▶ EXERCISE DETAILS
Count the lines in the records below that contain the string "painting". Reply with the number only.
--- Begin DATA ROWS ---
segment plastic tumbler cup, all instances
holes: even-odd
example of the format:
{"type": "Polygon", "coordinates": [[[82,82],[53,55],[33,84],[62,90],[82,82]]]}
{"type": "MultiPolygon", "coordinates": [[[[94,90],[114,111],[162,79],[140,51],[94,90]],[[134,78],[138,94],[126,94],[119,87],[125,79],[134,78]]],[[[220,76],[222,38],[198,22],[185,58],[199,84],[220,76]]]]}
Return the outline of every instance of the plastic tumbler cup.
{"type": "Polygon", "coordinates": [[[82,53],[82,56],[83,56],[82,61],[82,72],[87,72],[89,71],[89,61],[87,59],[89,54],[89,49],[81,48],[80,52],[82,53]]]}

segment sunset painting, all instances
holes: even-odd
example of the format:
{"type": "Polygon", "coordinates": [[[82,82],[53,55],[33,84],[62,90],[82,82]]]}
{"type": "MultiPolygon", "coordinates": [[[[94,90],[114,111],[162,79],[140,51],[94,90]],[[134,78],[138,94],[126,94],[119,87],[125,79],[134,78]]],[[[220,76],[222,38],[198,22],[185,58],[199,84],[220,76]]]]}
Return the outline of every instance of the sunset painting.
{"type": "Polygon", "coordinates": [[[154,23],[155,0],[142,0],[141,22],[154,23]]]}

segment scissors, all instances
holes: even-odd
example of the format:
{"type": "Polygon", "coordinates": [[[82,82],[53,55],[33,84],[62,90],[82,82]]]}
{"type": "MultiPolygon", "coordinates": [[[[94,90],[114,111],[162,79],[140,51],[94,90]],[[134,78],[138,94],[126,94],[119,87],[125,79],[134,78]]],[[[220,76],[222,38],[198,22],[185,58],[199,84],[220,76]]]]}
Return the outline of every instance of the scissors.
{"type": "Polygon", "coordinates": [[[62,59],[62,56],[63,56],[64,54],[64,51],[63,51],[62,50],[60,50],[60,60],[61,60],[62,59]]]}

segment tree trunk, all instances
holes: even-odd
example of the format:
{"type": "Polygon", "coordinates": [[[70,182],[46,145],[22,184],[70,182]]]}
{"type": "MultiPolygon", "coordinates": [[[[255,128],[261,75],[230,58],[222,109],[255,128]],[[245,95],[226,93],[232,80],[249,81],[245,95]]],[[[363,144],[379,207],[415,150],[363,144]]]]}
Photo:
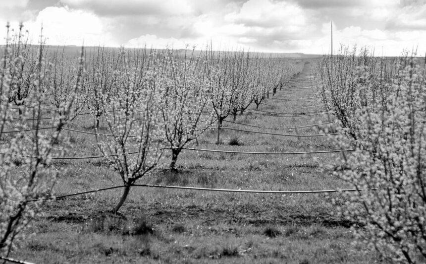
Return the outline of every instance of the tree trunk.
{"type": "Polygon", "coordinates": [[[216,144],[219,144],[220,142],[220,127],[222,126],[222,121],[223,119],[221,117],[219,118],[217,120],[217,141],[216,141],[216,144]]]}
{"type": "Polygon", "coordinates": [[[126,187],[124,188],[124,191],[123,192],[121,198],[118,201],[118,203],[117,203],[114,209],[112,209],[112,212],[114,213],[116,213],[118,211],[118,210],[120,209],[120,208],[121,208],[121,205],[123,205],[123,203],[124,203],[124,201],[126,200],[126,198],[127,198],[127,195],[129,195],[129,192],[130,191],[131,186],[131,184],[129,183],[126,184],[126,187]]]}
{"type": "Polygon", "coordinates": [[[97,115],[96,116],[96,126],[95,127],[95,128],[96,128],[97,129],[99,128],[99,118],[100,117],[98,116],[97,115]]]}
{"type": "Polygon", "coordinates": [[[180,149],[171,149],[171,162],[170,163],[170,169],[174,169],[174,166],[176,165],[176,162],[177,161],[177,156],[179,155],[179,153],[180,153],[180,149]]]}

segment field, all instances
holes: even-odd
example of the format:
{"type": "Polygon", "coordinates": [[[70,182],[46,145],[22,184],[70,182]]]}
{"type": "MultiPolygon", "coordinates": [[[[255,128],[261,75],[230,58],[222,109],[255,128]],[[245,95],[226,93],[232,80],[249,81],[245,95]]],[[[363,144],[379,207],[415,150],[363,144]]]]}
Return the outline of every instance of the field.
{"type": "MultiPolygon", "coordinates": [[[[302,61],[303,70],[259,109],[302,113],[321,110],[320,101],[286,102],[316,92],[318,60],[302,61]],[[306,87],[312,87],[307,89],[306,87]],[[293,90],[292,90],[293,89],[293,90]],[[290,95],[289,93],[296,94],[290,95]],[[319,106],[315,106],[319,105],[319,106]],[[313,107],[314,106],[314,107],[313,107]]],[[[252,104],[250,108],[256,106],[252,104]]],[[[266,113],[266,112],[259,112],[266,113]]],[[[90,116],[67,127],[93,129],[90,116]]],[[[327,122],[332,116],[280,117],[246,112],[236,122],[261,127],[290,128],[327,122]]],[[[232,121],[232,116],[225,120],[232,121]]],[[[48,124],[48,121],[46,121],[48,124]]],[[[224,127],[276,133],[321,133],[315,127],[289,130],[257,129],[226,122],[224,127]]],[[[100,129],[105,128],[102,122],[100,129]]],[[[43,127],[44,126],[42,126],[43,127]]],[[[326,137],[295,137],[210,130],[190,147],[230,151],[293,152],[332,150],[326,137]]],[[[67,156],[98,153],[93,135],[64,131],[72,148],[67,156]]],[[[167,169],[168,151],[160,166],[137,183],[227,189],[303,191],[352,186],[332,175],[340,153],[260,155],[183,150],[177,170],[167,169]],[[329,165],[329,171],[321,165],[329,165]]],[[[102,159],[53,161],[61,172],[56,196],[120,185],[102,159]]],[[[122,191],[115,189],[47,201],[24,230],[9,257],[35,263],[372,263],[373,249],[354,247],[350,226],[339,215],[329,194],[264,194],[133,187],[117,214],[108,212],[122,191]]],[[[338,202],[338,201],[337,202],[338,202]]],[[[362,230],[363,227],[356,227],[362,230]]]]}

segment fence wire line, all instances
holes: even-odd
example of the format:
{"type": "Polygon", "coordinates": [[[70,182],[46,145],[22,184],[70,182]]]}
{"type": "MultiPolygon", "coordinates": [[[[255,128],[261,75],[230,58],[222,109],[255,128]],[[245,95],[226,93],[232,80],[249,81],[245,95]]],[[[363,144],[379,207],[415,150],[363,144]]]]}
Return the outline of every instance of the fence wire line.
{"type": "Polygon", "coordinates": [[[19,260],[15,260],[15,259],[12,259],[11,258],[4,258],[4,257],[0,256],[0,260],[3,260],[9,262],[11,262],[12,263],[20,263],[21,264],[34,264],[32,262],[28,262],[25,261],[20,261],[19,260]]]}
{"type": "Polygon", "coordinates": [[[320,124],[315,124],[313,125],[307,125],[306,126],[301,126],[300,127],[293,127],[292,128],[267,128],[266,127],[261,127],[259,126],[254,126],[253,125],[248,125],[247,124],[244,123],[240,123],[238,122],[234,122],[232,121],[228,121],[227,120],[223,120],[224,122],[227,122],[231,124],[236,124],[238,125],[241,125],[243,126],[246,126],[247,127],[252,127],[253,128],[258,128],[260,129],[270,129],[270,130],[290,130],[292,129],[302,129],[304,128],[310,128],[311,127],[317,127],[318,126],[321,126],[322,125],[327,125],[328,124],[333,124],[336,123],[337,121],[332,121],[330,122],[325,122],[323,123],[320,123],[320,124]]]}
{"type": "MultiPolygon", "coordinates": [[[[217,129],[217,128],[210,128],[208,129],[209,130],[215,130],[217,129]]],[[[248,133],[255,133],[257,134],[267,134],[267,135],[282,135],[283,136],[294,136],[295,137],[309,137],[311,136],[324,136],[326,135],[340,135],[344,134],[344,133],[329,133],[327,134],[309,134],[309,135],[297,135],[297,134],[280,134],[278,133],[270,133],[268,132],[260,132],[258,131],[251,131],[250,130],[244,130],[242,129],[234,129],[232,128],[228,128],[226,127],[221,127],[220,129],[225,129],[228,130],[233,130],[235,131],[241,131],[242,132],[247,132],[248,133]]]]}
{"type": "MultiPolygon", "coordinates": [[[[96,190],[87,191],[82,192],[81,193],[76,193],[74,194],[70,194],[68,195],[64,195],[62,196],[53,196],[50,197],[45,197],[44,198],[40,198],[38,199],[32,199],[27,200],[26,202],[40,201],[49,200],[59,200],[64,199],[68,197],[73,196],[77,196],[80,195],[86,195],[87,194],[92,194],[94,193],[98,193],[104,191],[108,191],[119,188],[124,188],[127,187],[126,185],[119,185],[117,186],[112,186],[111,187],[107,187],[106,188],[100,188],[96,190]]],[[[189,186],[179,186],[173,185],[159,185],[155,184],[133,184],[130,186],[131,187],[149,187],[154,188],[162,188],[162,189],[181,189],[181,190],[190,190],[195,191],[206,191],[211,192],[222,192],[226,193],[255,193],[255,194],[319,194],[319,193],[338,193],[338,192],[363,192],[365,191],[376,191],[377,188],[371,188],[368,189],[334,189],[334,190],[306,190],[306,191],[268,191],[268,190],[241,190],[241,189],[226,189],[220,188],[207,188],[204,187],[192,187],[189,186]]]]}

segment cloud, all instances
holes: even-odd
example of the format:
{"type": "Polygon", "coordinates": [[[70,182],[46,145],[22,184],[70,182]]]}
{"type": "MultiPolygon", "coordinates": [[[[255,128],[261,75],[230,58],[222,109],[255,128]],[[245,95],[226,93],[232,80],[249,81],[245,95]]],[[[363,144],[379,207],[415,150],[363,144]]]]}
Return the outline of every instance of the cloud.
{"type": "Polygon", "coordinates": [[[193,10],[186,0],[61,0],[61,2],[75,9],[90,10],[101,16],[139,15],[183,15],[193,10]]]}
{"type": "Polygon", "coordinates": [[[35,20],[24,23],[33,42],[38,41],[42,25],[49,45],[96,46],[111,42],[103,21],[93,13],[71,10],[66,7],[49,7],[41,11],[35,20]]]}
{"type": "MultiPolygon", "coordinates": [[[[50,44],[204,46],[327,53],[366,45],[390,55],[426,42],[426,0],[15,0],[0,23],[23,21],[50,44]]],[[[3,40],[5,30],[0,30],[3,40]]],[[[420,52],[425,51],[422,46],[420,52]]]]}
{"type": "Polygon", "coordinates": [[[420,5],[404,4],[397,13],[392,16],[386,28],[390,30],[426,30],[426,2],[420,5]]]}

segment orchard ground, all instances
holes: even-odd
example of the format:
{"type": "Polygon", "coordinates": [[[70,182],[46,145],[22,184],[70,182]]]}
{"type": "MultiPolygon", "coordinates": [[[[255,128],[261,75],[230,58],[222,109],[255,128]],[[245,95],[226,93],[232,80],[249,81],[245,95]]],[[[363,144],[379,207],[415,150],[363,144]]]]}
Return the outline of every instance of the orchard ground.
{"type": "MultiPolygon", "coordinates": [[[[315,59],[301,60],[304,70],[259,110],[308,112],[320,110],[318,102],[285,102],[276,98],[314,93],[315,59]]],[[[254,108],[252,105],[251,108],[254,108]]],[[[88,130],[90,116],[68,127],[88,130]]],[[[293,127],[327,122],[326,115],[278,117],[246,112],[236,122],[264,127],[293,127]]],[[[226,120],[232,121],[229,116],[226,120]]],[[[318,134],[314,127],[291,131],[256,129],[227,122],[225,126],[270,132],[318,134]]],[[[206,132],[191,147],[230,151],[292,152],[335,149],[325,137],[298,137],[222,130],[222,143],[215,144],[216,130],[206,132]],[[232,141],[232,142],[231,142],[232,141]],[[231,144],[230,144],[231,143],[231,144]]],[[[93,135],[64,132],[73,147],[67,156],[99,155],[93,135]]],[[[137,183],[210,188],[264,190],[315,190],[351,188],[322,171],[332,168],[339,153],[252,155],[184,150],[177,171],[161,166],[137,183]]],[[[56,195],[120,185],[119,176],[102,159],[60,160],[56,195]]],[[[134,187],[120,210],[108,212],[122,190],[115,189],[47,202],[25,232],[10,257],[36,263],[371,263],[380,261],[373,248],[354,246],[350,227],[356,223],[339,216],[331,200],[338,194],[226,193],[134,187]]]]}

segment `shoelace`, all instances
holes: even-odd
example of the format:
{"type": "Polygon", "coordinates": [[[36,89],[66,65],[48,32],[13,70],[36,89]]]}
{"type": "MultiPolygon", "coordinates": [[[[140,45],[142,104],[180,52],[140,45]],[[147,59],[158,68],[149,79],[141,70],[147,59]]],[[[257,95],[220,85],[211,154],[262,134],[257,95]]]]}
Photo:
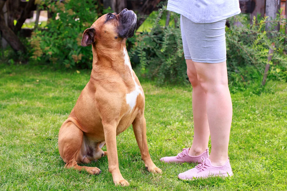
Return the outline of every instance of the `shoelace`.
{"type": "Polygon", "coordinates": [[[183,157],[184,157],[186,155],[186,154],[185,154],[185,152],[186,150],[186,149],[185,148],[183,149],[182,152],[177,154],[177,158],[181,158],[183,157]]]}
{"type": "Polygon", "coordinates": [[[203,168],[207,168],[207,167],[206,167],[207,166],[209,167],[210,166],[210,165],[207,164],[205,163],[205,158],[203,157],[201,157],[201,160],[202,160],[202,162],[201,163],[197,166],[196,166],[195,167],[195,168],[199,170],[199,172],[201,172],[202,170],[204,170],[204,169],[203,169],[203,168]]]}

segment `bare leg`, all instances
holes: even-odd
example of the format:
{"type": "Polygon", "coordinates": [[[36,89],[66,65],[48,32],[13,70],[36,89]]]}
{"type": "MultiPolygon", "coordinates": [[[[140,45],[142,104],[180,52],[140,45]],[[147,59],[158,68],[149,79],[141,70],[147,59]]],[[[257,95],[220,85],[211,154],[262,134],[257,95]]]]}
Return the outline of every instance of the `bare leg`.
{"type": "Polygon", "coordinates": [[[197,74],[192,60],[186,60],[189,79],[192,86],[192,112],[194,133],[192,145],[189,154],[197,156],[208,147],[209,127],[206,112],[206,96],[204,90],[197,80],[197,74]]]}
{"type": "Polygon", "coordinates": [[[228,87],[226,62],[193,63],[198,81],[206,94],[211,139],[209,159],[214,165],[222,165],[228,158],[232,119],[232,103],[228,87]]]}
{"type": "Polygon", "coordinates": [[[133,128],[146,168],[150,172],[161,173],[161,170],[156,167],[152,160],[148,152],[146,141],[146,119],[143,114],[135,119],[133,122],[133,128]]]}

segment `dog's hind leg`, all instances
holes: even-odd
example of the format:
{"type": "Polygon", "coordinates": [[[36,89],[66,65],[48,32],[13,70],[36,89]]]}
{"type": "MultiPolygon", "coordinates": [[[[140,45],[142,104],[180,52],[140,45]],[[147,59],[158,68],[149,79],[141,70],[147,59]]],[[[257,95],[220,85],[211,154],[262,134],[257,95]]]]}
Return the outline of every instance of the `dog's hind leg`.
{"type": "Polygon", "coordinates": [[[152,160],[148,152],[146,119],[143,114],[139,114],[136,117],[133,122],[133,129],[146,168],[150,172],[161,173],[162,170],[156,167],[152,160]]]}
{"type": "Polygon", "coordinates": [[[83,136],[83,131],[72,121],[67,120],[62,125],[59,132],[58,145],[60,155],[66,163],[65,167],[79,171],[84,169],[92,174],[99,174],[102,171],[97,167],[80,166],[77,164],[82,162],[80,161],[82,157],[79,155],[81,154],[83,136]]]}

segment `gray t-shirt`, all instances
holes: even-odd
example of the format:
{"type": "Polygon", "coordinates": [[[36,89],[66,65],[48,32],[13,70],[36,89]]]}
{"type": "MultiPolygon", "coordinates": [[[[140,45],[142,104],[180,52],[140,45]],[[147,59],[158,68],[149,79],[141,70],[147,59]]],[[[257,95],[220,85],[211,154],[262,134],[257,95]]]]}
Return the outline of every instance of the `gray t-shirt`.
{"type": "Polygon", "coordinates": [[[168,0],[168,10],[197,23],[214,23],[239,14],[239,0],[168,0]]]}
--- End DATA ROWS ---
▶ REPLY TO THE TASK
2